Short exercise
The records below must be written out exactly, with every picture left behind.

Dataset records
────────────────
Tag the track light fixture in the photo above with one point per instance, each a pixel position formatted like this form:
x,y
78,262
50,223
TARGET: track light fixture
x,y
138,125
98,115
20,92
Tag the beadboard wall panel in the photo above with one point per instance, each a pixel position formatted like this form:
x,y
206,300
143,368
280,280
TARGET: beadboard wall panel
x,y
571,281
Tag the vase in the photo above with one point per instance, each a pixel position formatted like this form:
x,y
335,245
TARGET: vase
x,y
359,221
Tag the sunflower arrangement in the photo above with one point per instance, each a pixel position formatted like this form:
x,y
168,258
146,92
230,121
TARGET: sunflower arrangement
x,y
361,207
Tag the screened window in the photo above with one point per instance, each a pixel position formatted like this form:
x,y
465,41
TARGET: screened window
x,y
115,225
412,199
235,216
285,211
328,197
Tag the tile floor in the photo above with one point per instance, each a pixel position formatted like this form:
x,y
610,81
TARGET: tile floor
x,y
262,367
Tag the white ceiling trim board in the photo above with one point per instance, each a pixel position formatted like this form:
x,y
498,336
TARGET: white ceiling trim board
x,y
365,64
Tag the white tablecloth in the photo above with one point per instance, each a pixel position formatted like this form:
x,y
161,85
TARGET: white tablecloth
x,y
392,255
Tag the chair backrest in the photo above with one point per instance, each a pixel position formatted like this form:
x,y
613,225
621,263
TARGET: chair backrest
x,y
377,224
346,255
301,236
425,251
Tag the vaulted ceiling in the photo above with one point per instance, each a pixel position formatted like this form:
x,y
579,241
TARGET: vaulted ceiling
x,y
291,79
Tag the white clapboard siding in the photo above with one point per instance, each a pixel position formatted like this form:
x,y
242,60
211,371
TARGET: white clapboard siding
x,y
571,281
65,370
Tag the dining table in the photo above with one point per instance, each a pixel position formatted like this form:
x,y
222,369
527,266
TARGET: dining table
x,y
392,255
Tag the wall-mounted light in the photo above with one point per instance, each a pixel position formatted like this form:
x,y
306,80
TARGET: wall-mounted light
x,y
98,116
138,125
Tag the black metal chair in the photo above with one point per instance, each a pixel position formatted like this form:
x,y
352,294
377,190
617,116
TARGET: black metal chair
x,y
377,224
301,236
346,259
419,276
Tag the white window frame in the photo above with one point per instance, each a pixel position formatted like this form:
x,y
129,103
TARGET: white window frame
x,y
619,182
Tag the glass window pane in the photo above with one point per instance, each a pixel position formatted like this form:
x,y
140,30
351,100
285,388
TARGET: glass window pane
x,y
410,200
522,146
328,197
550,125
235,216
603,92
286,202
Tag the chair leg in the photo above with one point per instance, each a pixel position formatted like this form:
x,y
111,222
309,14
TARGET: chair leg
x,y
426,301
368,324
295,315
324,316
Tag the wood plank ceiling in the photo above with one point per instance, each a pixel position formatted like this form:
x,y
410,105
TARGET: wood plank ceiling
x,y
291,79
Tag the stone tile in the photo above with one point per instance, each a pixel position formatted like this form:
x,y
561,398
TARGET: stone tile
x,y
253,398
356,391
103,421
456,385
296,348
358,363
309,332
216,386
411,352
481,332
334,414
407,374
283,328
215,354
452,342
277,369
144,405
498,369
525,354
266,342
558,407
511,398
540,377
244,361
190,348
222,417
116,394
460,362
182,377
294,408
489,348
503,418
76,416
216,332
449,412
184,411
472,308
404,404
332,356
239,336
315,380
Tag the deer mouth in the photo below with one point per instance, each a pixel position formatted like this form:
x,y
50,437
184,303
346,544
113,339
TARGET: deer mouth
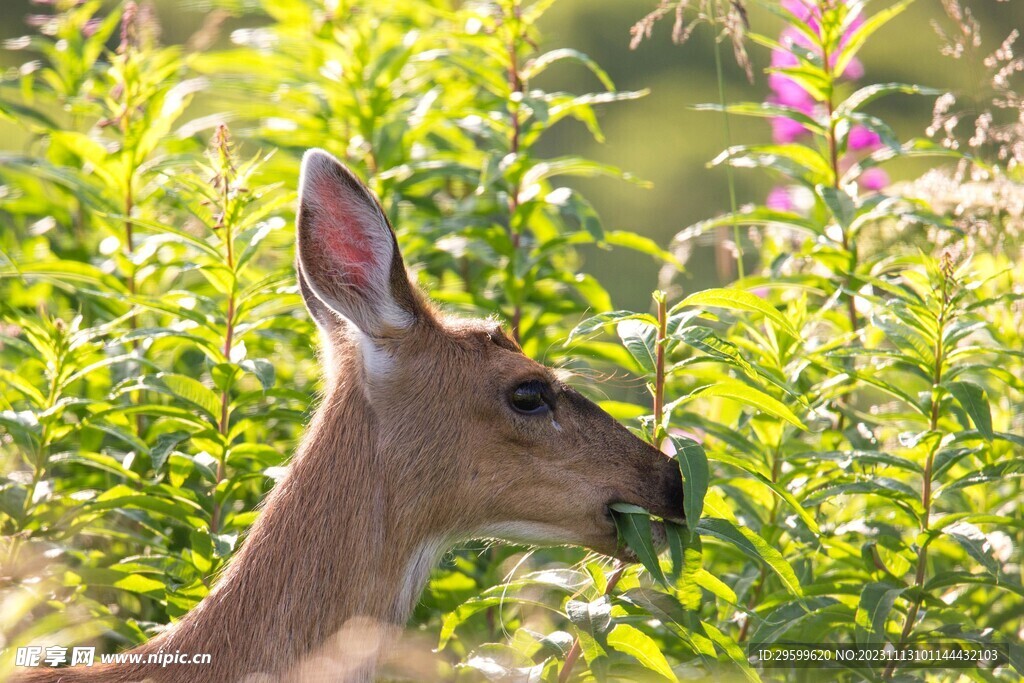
x,y
623,552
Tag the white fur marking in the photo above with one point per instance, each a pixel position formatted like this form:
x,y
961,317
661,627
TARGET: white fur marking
x,y
531,534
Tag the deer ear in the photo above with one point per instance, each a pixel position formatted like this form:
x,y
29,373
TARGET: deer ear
x,y
347,253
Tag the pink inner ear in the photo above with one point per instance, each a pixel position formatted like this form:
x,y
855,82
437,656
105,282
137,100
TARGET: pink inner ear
x,y
346,238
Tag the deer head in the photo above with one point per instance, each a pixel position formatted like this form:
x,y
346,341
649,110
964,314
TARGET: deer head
x,y
478,440
433,429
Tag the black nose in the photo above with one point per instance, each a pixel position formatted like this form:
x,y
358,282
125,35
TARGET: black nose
x,y
667,497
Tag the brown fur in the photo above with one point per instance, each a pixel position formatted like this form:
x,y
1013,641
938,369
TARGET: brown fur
x,y
393,469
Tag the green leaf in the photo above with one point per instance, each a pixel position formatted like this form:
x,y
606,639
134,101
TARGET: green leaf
x,y
538,65
786,616
640,340
638,243
633,524
595,323
871,92
860,35
754,547
765,111
973,399
693,465
636,643
163,446
744,394
976,543
263,370
738,300
593,617
840,204
877,601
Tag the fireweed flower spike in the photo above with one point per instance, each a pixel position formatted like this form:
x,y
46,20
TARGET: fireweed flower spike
x,y
787,92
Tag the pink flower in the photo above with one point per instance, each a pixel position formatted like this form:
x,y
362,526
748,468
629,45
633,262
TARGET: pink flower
x,y
799,8
863,138
873,179
785,130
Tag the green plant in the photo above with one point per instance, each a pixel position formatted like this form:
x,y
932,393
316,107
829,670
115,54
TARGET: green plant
x,y
846,415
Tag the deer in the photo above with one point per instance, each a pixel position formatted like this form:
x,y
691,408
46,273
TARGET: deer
x,y
432,429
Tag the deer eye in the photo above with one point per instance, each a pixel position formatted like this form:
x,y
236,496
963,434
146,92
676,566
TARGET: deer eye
x,y
529,398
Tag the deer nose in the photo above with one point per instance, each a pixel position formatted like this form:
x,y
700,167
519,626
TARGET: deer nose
x,y
665,487
672,493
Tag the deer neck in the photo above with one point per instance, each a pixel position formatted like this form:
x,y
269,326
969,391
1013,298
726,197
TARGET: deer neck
x,y
331,554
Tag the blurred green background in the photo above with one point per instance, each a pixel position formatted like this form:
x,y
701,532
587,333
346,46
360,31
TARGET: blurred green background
x,y
659,137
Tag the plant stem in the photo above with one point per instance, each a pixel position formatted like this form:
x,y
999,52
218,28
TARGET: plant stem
x,y
729,171
926,494
225,397
515,96
573,653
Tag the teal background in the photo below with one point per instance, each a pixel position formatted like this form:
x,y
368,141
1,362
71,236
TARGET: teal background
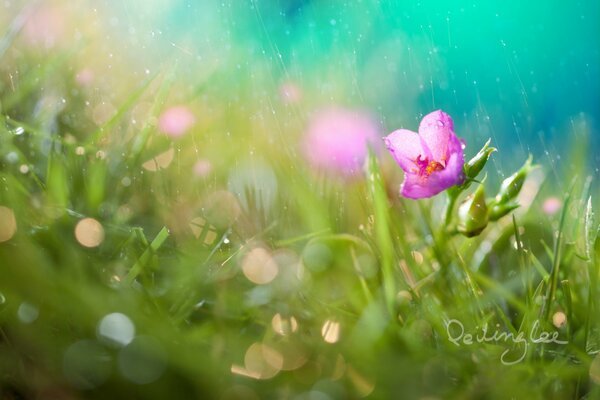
x,y
524,73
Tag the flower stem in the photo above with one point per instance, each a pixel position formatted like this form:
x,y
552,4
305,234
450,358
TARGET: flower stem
x,y
449,208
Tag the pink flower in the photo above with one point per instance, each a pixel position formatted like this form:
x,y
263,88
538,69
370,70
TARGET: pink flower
────────────────
Output of the task
Tag the track light fixture in the photo above with one point per instance, each a pixel position formatted like this form:
x,y
78,262
50,223
TARGET: track light fixture
x,y
138,125
98,115
20,92
Tag the beadboard wall panel in the photo above with one point per instance, each a pixel position formatted like this form:
x,y
206,300
143,368
280,280
TARGET: beadboard wall panel
x,y
571,281
Tag the vase in the photo above with one point per instance, each a pixel position formatted like this form:
x,y
335,245
TARGET: vase
x,y
359,221
Tag the sunflower arrangement in the photo above with one point per instance, each a pixel position formatted like this form:
x,y
168,258
146,92
230,121
TARGET: sunflower arrangement
x,y
361,207
Tag the screened window in the photo above with one point per instance, each a pixel position formatted like this form:
x,y
465,41
TARGET: screened window
x,y
115,225
412,199
235,216
285,211
328,197
Tag the tile floor in the photo above with one point per instance, each a pixel position formatted like this form:
x,y
610,81
TARGET: tile floor
x,y
262,367
Tag the white ceiling trim board in the photo above with one point per instance, each a pixel position formatted like this form:
x,y
498,336
TARGET: white ceiling trim board
x,y
365,64
Tag the white tablecloth in the photo above with one point per instance, each a pixel position formatted like this form:
x,y
161,85
TARGET: white tablecloth
x,y
392,255
Tag the chair backrest in the photo above with one point per instance, each a pixel position formatted like this form:
x,y
613,225
621,263
TARGET: chair backrest
x,y
377,224
346,255
301,236
425,251
Tag the vaulted ceiling in the photo above with one point per instance, each a pixel position formatted like this form:
x,y
579,241
TARGET: vaulted ceiling
x,y
291,79
Tag the white clapboard siding in the photo above with one point per instance, each a pixel position formatted like this form:
x,y
242,60
211,371
TARGET: white clapboard siding
x,y
571,281
65,370
Tag the dining table in the photo above with one point per instance, each a pixel position formatted like this form:
x,y
222,369
527,266
TARGET: dining table
x,y
392,255
Tag the wall-mounted light in the photo above with one point per instance, each a pixel position formatted like this form:
x,y
306,80
TARGET: wall-mounted light
x,y
98,116
138,125
Tag the black metal chair in the photo above with one point per instance, each a pixel position formatted like this form:
x,y
352,294
377,190
617,116
TARGET: black metal chair
x,y
377,224
301,236
346,259
419,276
Tag the white window frame in the photo above with one point per instance, each a pixel position formatted like this form:
x,y
129,103
TARGET: white window frame
x,y
619,182
Tag the glass window pane in the photo above with one point per instance, each a pixel position formatted like this form:
x,y
140,30
351,100
285,388
TARGET: glass window pane
x,y
410,200
522,146
328,197
550,125
235,216
603,92
286,202
Tag the chair leg in the photo above with one point per instance, each a pixel position formatted like this form:
x,y
111,222
309,14
TARGET: chair leg
x,y
426,301
368,324
295,315
324,316
Tag the wood plank ceiling in the photo above with one point per instance, each a pixel position formatted like this form:
x,y
410,105
TARGET: wood plank ceiling
x,y
291,79
Tag the stone tile in the photo above with one point per instance, each a pixel position formatted like this form:
x,y
561,398
TARGET: stone tile
x,y
253,398
356,391
103,421
456,385
296,348
358,363
309,332
216,386
411,352
481,332
334,414
407,374
283,328
215,354
452,342
277,369
144,405
498,369
525,354
266,342
558,407
511,398
540,377
244,361
190,348
222,417
116,394
460,362
182,377
294,408
489,348
503,418
76,416
216,332
449,412
184,411
472,308
404,404
332,356
239,336
315,380
Tag the deer mouth in the photo below with one point per instance, each a pixel position formatted like this form:
x,y
50,437
184,303
346,544
113,339
TARGET: deer mouth
x,y
623,552
Tag the white fur marking in the photo above with one point per instance, each a pixel position formatted like this form:
x,y
961,317
661,627
TARGET: white fur marking
x,y
531,534
Tag the deer ear in the photo above with one point per instance, each a pixel position formatted like this form:
x,y
29,373
TARGET: deer ear
x,y
347,253
Tag the pink inner ear in the photo above with one point per instance, each a pixel position formatted like this form:
x,y
855,82
437,656
105,282
137,100
TARGET: pink inner ear
x,y
346,238
Tag the deer head in the photo above with one point per instance, each a pixel position formatted like this form:
x,y
346,341
649,110
964,314
TARGET: deer head
x,y
478,440
433,429
Tag the black nose in the photo above with one point per instance, each a pixel position formatted like this form:
x,y
358,282
125,35
TARGET: black nose
x,y
667,497
Tag the brown fur in the photo above with one point per instance, each a pixel position formatted like this form:
x,y
1013,641
938,369
TARGET: brown fur
x,y
393,469
Tag the green leaf in the photo above with one point per instance, each a pixel position formatted like this form:
x,y
606,639
134,101
TARGET: green leaf
x,y
538,65
786,616
640,340
638,243
633,524
595,323
871,92
860,35
754,547
765,111
973,399
693,465
636,643
163,446
744,394
976,543
263,370
738,300
593,617
840,204
877,601
Tag the fireweed flower spike in the photo above with one point per instance, each a pixel position formatted like this form:
x,y
46,20
TARGET: fireweed flower spike
x,y
787,92
Tag the pink flower in the photo above with one point per instance, each a pixel position formatted like this form:
x,y
362,526
748,468
629,45
633,262
TARGET: pink flower
x,y
799,8
863,138
873,179
785,130
Tag the green plant in the photo above with one point per instance, each a pixel position formatted like this form:
x,y
932,393
316,107
829,670
115,54
TARGET: green plant
x,y
846,415
Tag the deer in the photo above with one point per instance, each a pixel position formatted like this form:
x,y
691,408
46,273
TARGET: deer
x,y
432,429
Tag the deer eye in the photo above with one point per instance, each a pixel position formatted like this form:
x,y
236,496
963,434
146,92
676,566
TARGET: deer eye
x,y
529,398
Tag the deer nose in the photo above with one point per instance, each a pixel position formatted like this form:
x,y
700,167
519,626
TARGET: deer nose
x,y
665,487
672,493
Tag the deer neck in the photo above with one point per instance, each a pixel position formatted like this form:
x,y
269,326
969,391
1013,298
726,197
TARGET: deer neck
x,y
331,554
Tag the blurred green background in the photo above with one point per instance, each a pixel position formatted like this form:
x,y
701,532
587,333
346,46
360,31
TARGET: blurred green background
x,y
659,137
Tag the plant stem in the photo above with one point per instance, each a pixel position formatted like this form:
x,y
999,52
218,28
TARGET: plant stem
x,y
729,171
926,494
225,397
515,96
573,653
Tag the teal background in the photo below with one point per instance, each a pixel position formatted like this form:
x,y
368,141
1,362
71,236
TARGET: teal background
x,y
524,73
Tag the flower stem in the photo above with one point per instance, each a pixel position formatted like this form:
x,y
552,4
305,234
450,358
TARGET: flower stem
x,y
449,208
Tag the pink flower in the photo above with one point per instance, each a pixel position formatted like this form:
x,y
263,88
538,69
370,70
TARGET: pink flower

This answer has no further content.